(Записи с точками на объектах фотографий)
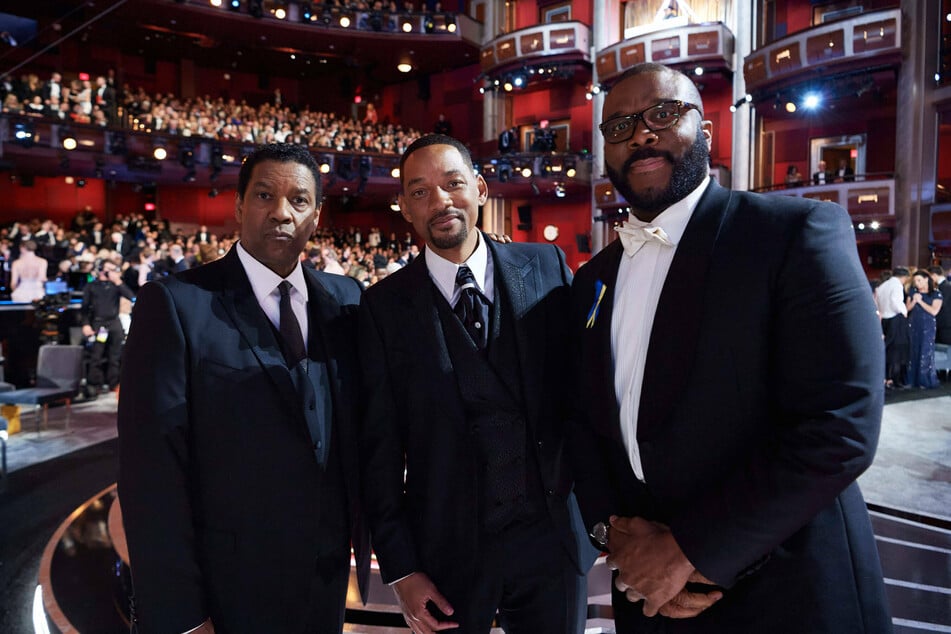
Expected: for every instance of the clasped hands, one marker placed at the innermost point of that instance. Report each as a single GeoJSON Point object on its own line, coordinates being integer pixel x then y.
{"type": "Point", "coordinates": [651, 566]}
{"type": "Point", "coordinates": [414, 593]}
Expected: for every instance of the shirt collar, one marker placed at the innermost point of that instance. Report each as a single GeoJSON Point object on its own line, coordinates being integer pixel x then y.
{"type": "Point", "coordinates": [443, 272]}
{"type": "Point", "coordinates": [674, 219]}
{"type": "Point", "coordinates": [264, 281]}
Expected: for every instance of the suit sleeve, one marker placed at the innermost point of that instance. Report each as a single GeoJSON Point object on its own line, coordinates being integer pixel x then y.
{"type": "Point", "coordinates": [154, 468]}
{"type": "Point", "coordinates": [382, 458]}
{"type": "Point", "coordinates": [826, 395]}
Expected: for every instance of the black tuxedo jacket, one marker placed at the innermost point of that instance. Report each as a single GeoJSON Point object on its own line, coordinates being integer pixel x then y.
{"type": "Point", "coordinates": [217, 474]}
{"type": "Point", "coordinates": [761, 405]}
{"type": "Point", "coordinates": [415, 417]}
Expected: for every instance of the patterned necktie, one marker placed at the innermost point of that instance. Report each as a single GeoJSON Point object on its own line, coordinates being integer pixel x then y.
{"type": "Point", "coordinates": [634, 237]}
{"type": "Point", "coordinates": [294, 349]}
{"type": "Point", "coordinates": [472, 307]}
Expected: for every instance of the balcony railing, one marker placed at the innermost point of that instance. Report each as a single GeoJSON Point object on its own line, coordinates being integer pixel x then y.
{"type": "Point", "coordinates": [868, 196]}
{"type": "Point", "coordinates": [844, 43]}
{"type": "Point", "coordinates": [536, 44]}
{"type": "Point", "coordinates": [709, 44]}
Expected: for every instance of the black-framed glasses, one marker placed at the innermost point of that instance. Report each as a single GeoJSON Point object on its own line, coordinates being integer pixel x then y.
{"type": "Point", "coordinates": [658, 117]}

ЧТО ТРЕБУЕТСЯ: Перепечатайте весь список выше слово в слово, но без самих изображений.

ОТВЕТ К ЗАДАНИЮ:
Expected: for every instance of the clasped hands, one marker placed at the innermost point of that instance. Report each as a single GeoJSON Point object on its own line, coordinates being integer pixel x then y.
{"type": "Point", "coordinates": [651, 566]}
{"type": "Point", "coordinates": [414, 593]}
Expected: for every instance of the shirt collar, one marker placed at the innermost point of that instance. Report each as a single GeoJSON Point object on its own line, coordinates being integer pixel x then y.
{"type": "Point", "coordinates": [443, 272]}
{"type": "Point", "coordinates": [674, 219]}
{"type": "Point", "coordinates": [264, 281]}
Expected: for every instance of the suit sleeve, one marker placed at the innermost point of that instance. Report each as a single GeoJSON Point object on its own line, coordinates being integer pixel x then y.
{"type": "Point", "coordinates": [154, 468]}
{"type": "Point", "coordinates": [382, 458]}
{"type": "Point", "coordinates": [826, 395]}
Expected: for every instance of the black tuxedo jacket, one marker placed at the innermost point of that instance. Report each as a single GeoJSON Point object on its own line, coordinates being integer pixel x then y.
{"type": "Point", "coordinates": [217, 474]}
{"type": "Point", "coordinates": [761, 405]}
{"type": "Point", "coordinates": [415, 417]}
Expected: for every instance of the patterned necktie, one marker placed at the innermost point of that instance. Report each as a single GeoJSON Point object on its own line, coordinates being integer pixel x then y.
{"type": "Point", "coordinates": [634, 237]}
{"type": "Point", "coordinates": [294, 349]}
{"type": "Point", "coordinates": [472, 307]}
Expected: for every instance of the balcony railing, one marker placed at the innermost point of that instance. Report each as a single GeoJSON Point object on its own line, coordinates being integer pixel x then y.
{"type": "Point", "coordinates": [868, 196]}
{"type": "Point", "coordinates": [844, 43]}
{"type": "Point", "coordinates": [536, 44]}
{"type": "Point", "coordinates": [709, 44]}
Expected: for every instance of the black-framed glasses, one marker placed at the innermost point of that instance. Report each as a single GeoJSON Point object on its own line, coordinates being integer pixel x then y.
{"type": "Point", "coordinates": [658, 117]}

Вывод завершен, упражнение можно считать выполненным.